### Reading passage:
>>>>

The wheel turns…

…and five years have passed.

We’ve been working this farm together five years this month. Although Donald and his family moved here when he was 11, he never saw himself as choosing a farming life, and it wasn’t until his mum needing someone to help care for her coincided with a transition in his own life, that he came back to the farm about seven years ago. He figured he might as well fix the drainage in a couple of fields while he was here…and became hooked. I joined him two years later, and since then, time has flown.

While posting on our Facebook page recently, about our upcoming Ram Sale, I discovered a collection of pictures suspiciously similar to those I was trying to add to the post. This year’s photos of our saucy boys are nearly identical to those I took almost exactly one year ago: a selection of solo shots showing off each of the animals up for sale, and a group shot or two, attempting to show them in their native element.

Of course, this shouldn’t come as a surprise: farming is a repetitive business, with lambing, sowing, harvest, and tupping seasons all coming around annually, and with other tasks – like taming the thistles in the hay fields, and trying/failing to keep the snails from eating my lettuce – repeating themselves on a regular basis. This is the wheel of the farming calendar, and ready or not, it will turn.

It’s not for everyone, this farming gig. It’s dirty and smelly and often wet and cold, and sometimes heart- and backbreaking. But for those who live it and love it, it’s also invigorating, and peaceful, and a reminder of our place in the cycle of life on this planet. The repetitions are welcome, actually: once you go through a few cycles, there’s no need to ‘invent the wheel’ every time, and you can get on with other quandaries, such as whether to breed that trusty old ewe again, or to retire her. Or whether we can afford a new baler, or will have to nurse this one through one more (“the last one, I promise!”) harvest. And how in the world we can keep the piglets in their paddock, using 10 year old bits and pieces we’ve got lying around.

<<<<

### Short exercise A:
Name each farming season that the farm essay above says comes around annually.
### Short exercise B:
Please carry on writing the farm essay above, picking up right after its final sentence.

Rows from a dataset for box labeling:
>>>>

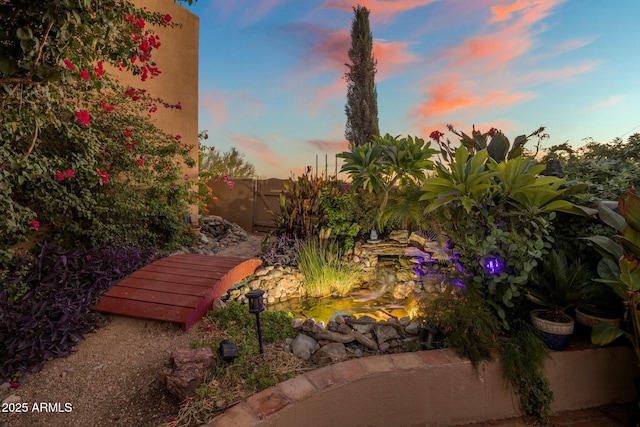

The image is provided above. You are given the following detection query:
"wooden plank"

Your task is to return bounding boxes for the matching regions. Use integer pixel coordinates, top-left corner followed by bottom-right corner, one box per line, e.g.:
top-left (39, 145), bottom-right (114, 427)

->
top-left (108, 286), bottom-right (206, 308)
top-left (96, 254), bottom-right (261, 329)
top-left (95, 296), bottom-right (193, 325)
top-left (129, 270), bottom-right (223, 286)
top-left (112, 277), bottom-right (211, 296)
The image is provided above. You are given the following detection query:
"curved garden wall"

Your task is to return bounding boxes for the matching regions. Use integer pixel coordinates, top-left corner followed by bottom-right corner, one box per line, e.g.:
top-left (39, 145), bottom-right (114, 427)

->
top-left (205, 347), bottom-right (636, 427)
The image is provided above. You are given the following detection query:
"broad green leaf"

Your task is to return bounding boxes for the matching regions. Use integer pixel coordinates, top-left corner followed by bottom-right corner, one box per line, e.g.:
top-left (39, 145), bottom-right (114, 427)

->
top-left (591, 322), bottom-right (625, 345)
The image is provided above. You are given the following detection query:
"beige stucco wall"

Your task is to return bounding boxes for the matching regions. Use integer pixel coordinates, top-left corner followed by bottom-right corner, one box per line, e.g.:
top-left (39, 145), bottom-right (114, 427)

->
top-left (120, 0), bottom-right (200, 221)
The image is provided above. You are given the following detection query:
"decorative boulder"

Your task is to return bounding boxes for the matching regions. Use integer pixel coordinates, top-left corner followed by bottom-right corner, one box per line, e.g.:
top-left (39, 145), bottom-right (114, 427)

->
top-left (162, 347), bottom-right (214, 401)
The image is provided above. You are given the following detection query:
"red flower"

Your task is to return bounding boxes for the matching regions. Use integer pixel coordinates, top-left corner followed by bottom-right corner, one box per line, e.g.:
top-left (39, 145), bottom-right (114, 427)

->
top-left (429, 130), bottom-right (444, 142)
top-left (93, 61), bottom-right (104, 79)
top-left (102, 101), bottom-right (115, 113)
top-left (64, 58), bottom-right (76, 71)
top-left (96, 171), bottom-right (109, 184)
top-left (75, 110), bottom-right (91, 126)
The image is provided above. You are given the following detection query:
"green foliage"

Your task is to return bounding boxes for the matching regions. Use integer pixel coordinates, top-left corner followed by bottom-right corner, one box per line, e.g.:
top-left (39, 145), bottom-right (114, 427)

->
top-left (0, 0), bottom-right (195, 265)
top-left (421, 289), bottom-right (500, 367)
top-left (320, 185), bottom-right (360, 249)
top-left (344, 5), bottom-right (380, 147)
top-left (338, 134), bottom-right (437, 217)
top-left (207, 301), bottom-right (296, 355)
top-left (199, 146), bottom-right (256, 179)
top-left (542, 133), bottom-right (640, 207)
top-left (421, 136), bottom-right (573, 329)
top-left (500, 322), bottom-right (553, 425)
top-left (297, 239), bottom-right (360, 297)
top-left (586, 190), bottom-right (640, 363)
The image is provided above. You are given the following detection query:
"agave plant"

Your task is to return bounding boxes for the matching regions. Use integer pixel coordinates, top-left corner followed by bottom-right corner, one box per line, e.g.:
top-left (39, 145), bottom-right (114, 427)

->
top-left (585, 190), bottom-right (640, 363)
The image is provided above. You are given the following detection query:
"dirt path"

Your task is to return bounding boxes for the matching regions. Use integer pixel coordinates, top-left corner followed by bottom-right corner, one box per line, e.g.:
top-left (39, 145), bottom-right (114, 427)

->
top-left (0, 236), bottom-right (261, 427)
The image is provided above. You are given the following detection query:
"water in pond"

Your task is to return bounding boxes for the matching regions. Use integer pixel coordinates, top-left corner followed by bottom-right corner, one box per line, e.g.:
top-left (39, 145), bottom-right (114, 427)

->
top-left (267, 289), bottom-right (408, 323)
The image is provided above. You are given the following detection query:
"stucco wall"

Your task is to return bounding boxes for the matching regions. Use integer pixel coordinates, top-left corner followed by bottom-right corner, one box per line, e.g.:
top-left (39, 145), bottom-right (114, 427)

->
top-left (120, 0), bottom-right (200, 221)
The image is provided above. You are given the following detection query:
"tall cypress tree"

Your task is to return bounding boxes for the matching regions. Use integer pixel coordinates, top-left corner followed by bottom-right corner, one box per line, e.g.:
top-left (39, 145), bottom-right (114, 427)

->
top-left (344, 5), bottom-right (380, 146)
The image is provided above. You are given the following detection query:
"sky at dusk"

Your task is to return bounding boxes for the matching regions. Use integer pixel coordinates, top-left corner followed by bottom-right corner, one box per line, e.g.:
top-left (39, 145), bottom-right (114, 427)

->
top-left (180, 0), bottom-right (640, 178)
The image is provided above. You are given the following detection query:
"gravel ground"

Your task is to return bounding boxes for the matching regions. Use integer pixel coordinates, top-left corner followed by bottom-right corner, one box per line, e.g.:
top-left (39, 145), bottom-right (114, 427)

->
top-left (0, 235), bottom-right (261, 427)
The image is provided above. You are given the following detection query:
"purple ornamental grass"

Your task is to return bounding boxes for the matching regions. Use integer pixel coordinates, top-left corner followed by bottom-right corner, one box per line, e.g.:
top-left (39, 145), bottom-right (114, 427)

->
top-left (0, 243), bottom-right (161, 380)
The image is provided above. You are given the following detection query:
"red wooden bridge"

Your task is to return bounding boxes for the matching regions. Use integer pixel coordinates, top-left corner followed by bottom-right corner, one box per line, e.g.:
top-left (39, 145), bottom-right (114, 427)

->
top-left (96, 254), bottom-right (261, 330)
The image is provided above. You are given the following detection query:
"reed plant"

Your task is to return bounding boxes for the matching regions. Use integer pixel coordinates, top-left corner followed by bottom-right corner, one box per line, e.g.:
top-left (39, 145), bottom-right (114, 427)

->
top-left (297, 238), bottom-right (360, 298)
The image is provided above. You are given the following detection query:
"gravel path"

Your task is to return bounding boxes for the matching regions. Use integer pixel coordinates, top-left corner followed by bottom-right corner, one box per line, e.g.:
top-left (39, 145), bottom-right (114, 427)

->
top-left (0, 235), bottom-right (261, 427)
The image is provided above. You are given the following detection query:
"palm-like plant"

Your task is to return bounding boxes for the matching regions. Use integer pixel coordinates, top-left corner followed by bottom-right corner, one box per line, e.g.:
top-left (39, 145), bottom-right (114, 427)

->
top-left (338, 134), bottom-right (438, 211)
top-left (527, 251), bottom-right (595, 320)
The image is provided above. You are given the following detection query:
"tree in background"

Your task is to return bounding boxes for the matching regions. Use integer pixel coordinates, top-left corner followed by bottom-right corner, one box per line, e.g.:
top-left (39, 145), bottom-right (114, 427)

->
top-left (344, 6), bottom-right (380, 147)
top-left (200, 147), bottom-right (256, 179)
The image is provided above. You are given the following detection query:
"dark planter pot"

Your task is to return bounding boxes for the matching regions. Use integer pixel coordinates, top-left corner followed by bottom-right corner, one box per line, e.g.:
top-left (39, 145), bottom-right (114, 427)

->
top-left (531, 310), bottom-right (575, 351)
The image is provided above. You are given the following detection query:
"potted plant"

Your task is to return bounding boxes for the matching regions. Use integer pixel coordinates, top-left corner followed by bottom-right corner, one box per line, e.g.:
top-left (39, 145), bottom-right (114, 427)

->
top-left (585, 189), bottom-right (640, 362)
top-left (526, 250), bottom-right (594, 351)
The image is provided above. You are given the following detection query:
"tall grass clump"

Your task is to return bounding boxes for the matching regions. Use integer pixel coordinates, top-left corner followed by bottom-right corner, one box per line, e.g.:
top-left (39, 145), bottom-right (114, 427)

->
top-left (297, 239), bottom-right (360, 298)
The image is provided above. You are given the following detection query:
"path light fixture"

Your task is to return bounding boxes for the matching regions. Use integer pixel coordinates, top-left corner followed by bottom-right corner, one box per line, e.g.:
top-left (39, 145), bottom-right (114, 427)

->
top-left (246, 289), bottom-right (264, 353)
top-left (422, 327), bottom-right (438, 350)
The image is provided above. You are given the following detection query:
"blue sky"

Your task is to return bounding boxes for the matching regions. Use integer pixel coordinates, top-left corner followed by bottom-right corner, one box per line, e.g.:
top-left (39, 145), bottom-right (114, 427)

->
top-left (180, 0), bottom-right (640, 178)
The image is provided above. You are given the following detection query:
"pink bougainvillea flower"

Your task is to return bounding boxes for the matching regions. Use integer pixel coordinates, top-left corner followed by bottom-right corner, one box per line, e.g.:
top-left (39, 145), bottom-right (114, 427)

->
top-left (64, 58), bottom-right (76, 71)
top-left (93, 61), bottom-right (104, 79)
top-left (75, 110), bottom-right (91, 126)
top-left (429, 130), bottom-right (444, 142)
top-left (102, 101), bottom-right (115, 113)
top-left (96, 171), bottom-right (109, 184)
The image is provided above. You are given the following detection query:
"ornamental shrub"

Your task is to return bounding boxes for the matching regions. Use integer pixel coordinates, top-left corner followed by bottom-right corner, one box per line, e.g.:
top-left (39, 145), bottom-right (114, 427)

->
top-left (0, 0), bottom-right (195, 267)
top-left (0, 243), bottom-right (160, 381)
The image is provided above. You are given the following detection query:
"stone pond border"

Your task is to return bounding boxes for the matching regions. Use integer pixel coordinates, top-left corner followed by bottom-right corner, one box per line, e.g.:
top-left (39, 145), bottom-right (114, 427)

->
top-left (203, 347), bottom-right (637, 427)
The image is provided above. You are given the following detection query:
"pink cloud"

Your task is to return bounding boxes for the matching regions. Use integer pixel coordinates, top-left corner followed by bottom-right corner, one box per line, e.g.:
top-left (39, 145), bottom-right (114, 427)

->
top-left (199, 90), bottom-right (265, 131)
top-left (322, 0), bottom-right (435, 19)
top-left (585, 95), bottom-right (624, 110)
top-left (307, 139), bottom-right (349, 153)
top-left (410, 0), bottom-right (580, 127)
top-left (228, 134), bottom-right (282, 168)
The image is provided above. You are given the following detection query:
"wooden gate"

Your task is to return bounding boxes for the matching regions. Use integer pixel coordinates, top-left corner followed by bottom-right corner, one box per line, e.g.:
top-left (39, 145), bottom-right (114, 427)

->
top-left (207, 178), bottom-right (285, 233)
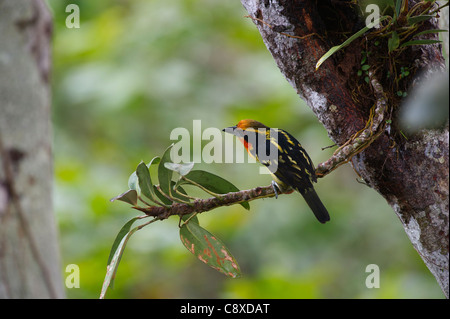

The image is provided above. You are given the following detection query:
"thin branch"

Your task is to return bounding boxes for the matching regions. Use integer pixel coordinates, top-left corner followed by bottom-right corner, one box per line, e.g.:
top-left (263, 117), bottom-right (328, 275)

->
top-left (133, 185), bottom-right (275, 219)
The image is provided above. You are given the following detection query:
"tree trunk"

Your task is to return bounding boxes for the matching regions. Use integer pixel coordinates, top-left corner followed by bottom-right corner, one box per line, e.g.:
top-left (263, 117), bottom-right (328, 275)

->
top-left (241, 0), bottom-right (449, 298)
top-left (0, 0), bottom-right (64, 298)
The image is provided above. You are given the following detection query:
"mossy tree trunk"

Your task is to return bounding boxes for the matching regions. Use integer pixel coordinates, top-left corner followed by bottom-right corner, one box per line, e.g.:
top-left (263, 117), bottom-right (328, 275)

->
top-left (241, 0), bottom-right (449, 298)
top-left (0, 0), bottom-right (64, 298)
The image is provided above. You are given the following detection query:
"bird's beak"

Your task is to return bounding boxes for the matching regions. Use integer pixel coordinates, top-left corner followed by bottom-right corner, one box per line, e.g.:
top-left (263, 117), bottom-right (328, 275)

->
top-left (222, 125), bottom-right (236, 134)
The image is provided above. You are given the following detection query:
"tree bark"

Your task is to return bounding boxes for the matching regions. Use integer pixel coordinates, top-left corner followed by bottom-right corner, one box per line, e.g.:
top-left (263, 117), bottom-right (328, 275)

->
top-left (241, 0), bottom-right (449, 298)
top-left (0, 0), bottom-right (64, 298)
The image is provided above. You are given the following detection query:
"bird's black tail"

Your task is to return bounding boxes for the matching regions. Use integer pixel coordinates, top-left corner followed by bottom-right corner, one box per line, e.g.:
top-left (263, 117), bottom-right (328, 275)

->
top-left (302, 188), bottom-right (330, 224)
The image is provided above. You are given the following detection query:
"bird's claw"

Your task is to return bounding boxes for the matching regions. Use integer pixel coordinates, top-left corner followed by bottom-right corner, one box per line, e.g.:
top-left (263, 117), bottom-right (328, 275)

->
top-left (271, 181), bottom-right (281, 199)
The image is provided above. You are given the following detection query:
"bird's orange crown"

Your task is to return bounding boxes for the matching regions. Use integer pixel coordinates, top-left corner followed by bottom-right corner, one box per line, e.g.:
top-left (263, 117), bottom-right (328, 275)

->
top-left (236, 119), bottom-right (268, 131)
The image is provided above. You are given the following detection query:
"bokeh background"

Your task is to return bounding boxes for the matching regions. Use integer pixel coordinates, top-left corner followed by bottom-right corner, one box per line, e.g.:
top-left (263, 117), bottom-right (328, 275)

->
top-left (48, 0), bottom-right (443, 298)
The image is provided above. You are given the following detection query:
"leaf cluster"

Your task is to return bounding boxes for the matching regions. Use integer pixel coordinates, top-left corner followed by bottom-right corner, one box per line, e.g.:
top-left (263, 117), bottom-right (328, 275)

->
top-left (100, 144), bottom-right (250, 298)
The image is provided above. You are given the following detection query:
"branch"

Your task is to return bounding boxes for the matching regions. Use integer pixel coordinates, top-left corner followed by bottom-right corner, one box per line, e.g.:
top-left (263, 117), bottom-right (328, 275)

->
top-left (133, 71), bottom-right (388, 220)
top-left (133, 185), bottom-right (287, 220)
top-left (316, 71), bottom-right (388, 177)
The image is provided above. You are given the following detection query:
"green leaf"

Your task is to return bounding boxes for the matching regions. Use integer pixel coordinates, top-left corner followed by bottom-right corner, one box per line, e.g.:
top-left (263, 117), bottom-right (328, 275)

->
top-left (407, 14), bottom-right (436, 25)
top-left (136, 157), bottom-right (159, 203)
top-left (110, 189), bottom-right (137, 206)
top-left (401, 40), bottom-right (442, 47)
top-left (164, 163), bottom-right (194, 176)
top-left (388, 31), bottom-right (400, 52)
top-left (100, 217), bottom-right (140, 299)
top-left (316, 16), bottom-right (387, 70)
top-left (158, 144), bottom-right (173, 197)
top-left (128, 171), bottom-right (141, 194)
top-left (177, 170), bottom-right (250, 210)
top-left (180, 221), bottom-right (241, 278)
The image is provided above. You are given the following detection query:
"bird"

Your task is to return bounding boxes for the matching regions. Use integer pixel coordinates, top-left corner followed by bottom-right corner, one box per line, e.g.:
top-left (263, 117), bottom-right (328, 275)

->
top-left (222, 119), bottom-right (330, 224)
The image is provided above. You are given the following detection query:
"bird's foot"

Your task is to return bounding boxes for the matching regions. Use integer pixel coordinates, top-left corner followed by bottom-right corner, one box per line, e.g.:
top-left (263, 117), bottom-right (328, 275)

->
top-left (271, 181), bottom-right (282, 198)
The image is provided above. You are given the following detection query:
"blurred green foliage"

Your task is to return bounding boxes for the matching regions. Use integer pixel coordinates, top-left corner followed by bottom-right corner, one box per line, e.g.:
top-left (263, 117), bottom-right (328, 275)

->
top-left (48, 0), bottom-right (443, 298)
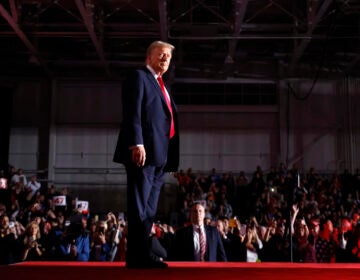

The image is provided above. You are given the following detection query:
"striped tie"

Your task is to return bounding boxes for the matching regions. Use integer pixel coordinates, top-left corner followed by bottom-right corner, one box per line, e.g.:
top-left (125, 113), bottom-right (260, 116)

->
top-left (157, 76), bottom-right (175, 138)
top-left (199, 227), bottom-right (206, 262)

<<<<

### Output A:
Lambing, sowing, harvest, and tupping.

### Output B:
Not supposed to be there.

It’s nice to finally have our list of lambing supplies complete, and the design of the footrace figured out (for now). Lambing – and the resulting ram sales – come and go like summer following spring. Although this year, it’s almost as though Autumn got into the middle of July and decided to mess things up a bit.

There’s something reassuring about the wheel turning as it always does on this old farm…while the rest of the world seems to spin out of control all around us. Plagues, fires, floods, wars, and despotic rulers in countries that used to be considered havens for democracy…the sheep truly do not care. They will have their lambs, and no gloves or face masks will save you from having to go elbow deep to help them deliver a stuck lamb, with everyone ending up covered in birth fluids. The wheel will turn, we will laugh about (most of) it, and another constant is that, among all the repeating rituals of the year, there will also, always, be a new challenge coming at us next week, or next month. And that’s okay too. It’s just another way the wheel turns.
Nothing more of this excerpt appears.